# To do
Reproduce everything in the nursing home staffing and falls text from "Researchers at the" down to "predictor of falls.", word for word.

# Text for analysis
——
STUDY: Higher Nursing Home CNA Staffing Levels Associated with Lower Fall Rate
One out of five nursing home residents suffer a fall within one month of admission, but the risk of falling goes down if the facilities have higher certified nursing staffing levels, a new study found.
Researchers at the University of Southern California (USC) and Brown University examined the relationship between falls in newly admitted nursing home residents and nursing home organizational characteristics, including staffing, profit and chain status, number of beds, and presence of a special unit.
The study, published in the Journal of the American Geriatrics Society in June 2012, analyzes the 2006 Minimum Data Set (MDS) assessments of nearly 231,000 Medicare/Medicaid residents admitted to about 9,700 nursing homes for the first time.
For every one-hour increase in CNA hours per resident per day, there was a 3 percent decrease in falls, the researchers concluded. RN and LPN staffing was not found to be a significant predictor of falls.
——
# Recorded data
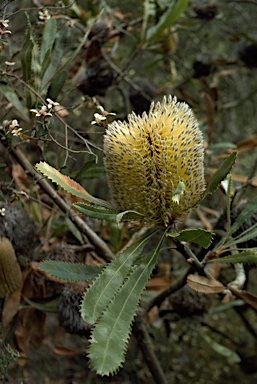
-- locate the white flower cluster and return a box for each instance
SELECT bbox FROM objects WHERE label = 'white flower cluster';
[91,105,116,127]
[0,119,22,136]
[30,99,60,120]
——
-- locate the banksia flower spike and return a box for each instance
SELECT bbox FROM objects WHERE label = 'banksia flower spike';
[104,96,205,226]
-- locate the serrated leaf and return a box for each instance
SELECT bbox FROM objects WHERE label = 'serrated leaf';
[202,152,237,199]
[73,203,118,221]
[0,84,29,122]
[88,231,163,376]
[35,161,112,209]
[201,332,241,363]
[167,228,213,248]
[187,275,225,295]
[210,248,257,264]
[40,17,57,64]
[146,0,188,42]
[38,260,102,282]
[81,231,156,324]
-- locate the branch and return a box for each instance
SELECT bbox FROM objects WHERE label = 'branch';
——
# Answer section
Researchers at the University of Southern California (USC) and Brown University examined the relationship between falls in newly admitted nursing home residents and nursing home organizational characteristics, including staffing, profit and chain status, number of beds, and presence of a special unit.
The study, published in the Journal of the American Geriatrics Society in June 2012, analyzes the 2006 Minimum Data Set (MDS) assessments of nearly 231,000 Medicare/Medicaid residents admitted to about 9,700 nursing homes for the first time.
For every one-hour increase in CNA hours per resident per day, there was a 3 percent decrease in falls, the researchers concluded. RN and LPN staffing was not found to be a significant predictor of falls.